* **SELECTED TEXT**
** Start **
These chewy Paleo Pumpkin Snickerdoodles couldn’t be easier to make! Perfect for the holidays or anytime you crave a sweet, soft, pumpkin spiced cinnamon sugar cookie. Grain free, gluten free, dairy free, Paleo.
When it comes to baking, cookies are my absolute favorite!
From classic chocolate chip cookies to sugar cookies, to oatmeal raisins cookies, whoopie pies and creme pies, and copycat Oreos, cookies are simply the best.
Today I have a treat for you that’s perfect for fall and winter holidays, and really anytime of course!
Pumpkin snickerdoodles have the cinnamon sugar flavor of traditional snickerdoodles with a softer texture from the pumpkin.
Plus extra pumpkin spice flavor, of course! Let’s get into the details so you can make them ASAP!
** End **
* **STATED EXERCISE 1**
In the pumpkin snickerdoodle text, starting at "Today I have" and ending at "make them ASAP!", swap "cinnamon sugar" for "brown sugar".
The entries that follow are unrelated to the text above.

* **PROVIDED ENTRIES**
** Start **
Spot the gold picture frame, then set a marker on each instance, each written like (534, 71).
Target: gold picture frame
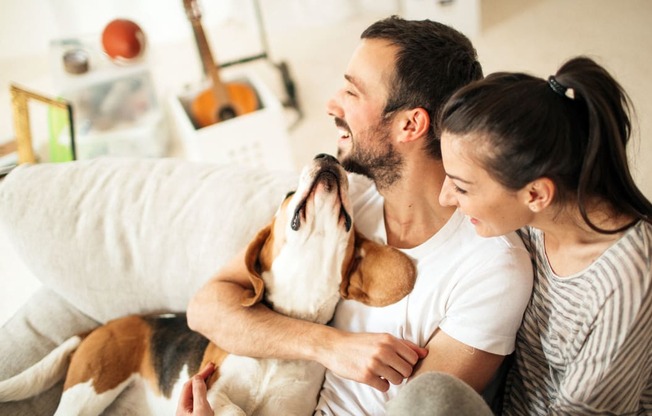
(20, 98)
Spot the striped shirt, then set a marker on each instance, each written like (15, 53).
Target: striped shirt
(585, 345)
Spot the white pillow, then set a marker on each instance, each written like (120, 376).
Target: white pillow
(120, 236)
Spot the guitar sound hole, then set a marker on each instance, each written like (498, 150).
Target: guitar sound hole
(226, 113)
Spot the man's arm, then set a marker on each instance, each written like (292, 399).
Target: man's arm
(216, 312)
(448, 355)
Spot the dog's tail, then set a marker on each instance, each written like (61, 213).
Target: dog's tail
(41, 376)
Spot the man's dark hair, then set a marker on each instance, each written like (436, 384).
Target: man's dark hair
(432, 62)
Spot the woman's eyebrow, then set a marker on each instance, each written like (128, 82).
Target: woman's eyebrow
(457, 178)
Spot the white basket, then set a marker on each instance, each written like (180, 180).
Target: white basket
(257, 139)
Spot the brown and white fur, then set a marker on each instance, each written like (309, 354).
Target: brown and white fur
(300, 265)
** End **
* **STATED EXERCISE 2**
Convert the entries into a two-column CSV with the headers instruction and points. Start with the entry that contains "Spot the striped" and end with the last entry, writing one row per entry, with its text and its answer each in one quoted field and line breaks replaced by spaces.

* **EXERCISE RESULT 1**
Today I have a treat for you that’s perfect for fall and winter holidays, and really anytime of course!
Pumpkin snickerdoodles have the brown sugar flavor of traditional snickerdoodles with a softer texture from the pumpkin.
Plus extra pumpkin spice flavor, of course! Let’s get into the details so you can make them ASAP!

* **EXERCISE RESULT 2**
instruction,points
"Spot the striped shirt, then set a marker on each instance, each written like (15, 53). Target: striped shirt","(585, 345)"
"Spot the white pillow, then set a marker on each instance, each written like (120, 376). Target: white pillow","(120, 236)"
"Spot the guitar sound hole, then set a marker on each instance, each written like (498, 150). Target: guitar sound hole","(226, 113)"
"Spot the man's arm, then set a marker on each instance, each written like (292, 399). Target: man's arm","(216, 312) (448, 355)"
"Spot the dog's tail, then set a marker on each instance, each written like (61, 213). Target: dog's tail","(41, 376)"
"Spot the man's dark hair, then set a marker on each instance, each written like (436, 384). Target: man's dark hair","(432, 62)"
"Spot the woman's eyebrow, then set a marker on each instance, each written like (128, 82). Target: woman's eyebrow","(457, 178)"
"Spot the white basket, then set a marker on each instance, each written like (180, 180). Target: white basket","(257, 139)"
"Spot the brown and white fur, then set a marker on each instance, each written like (309, 354). Target: brown and white fur","(300, 265)"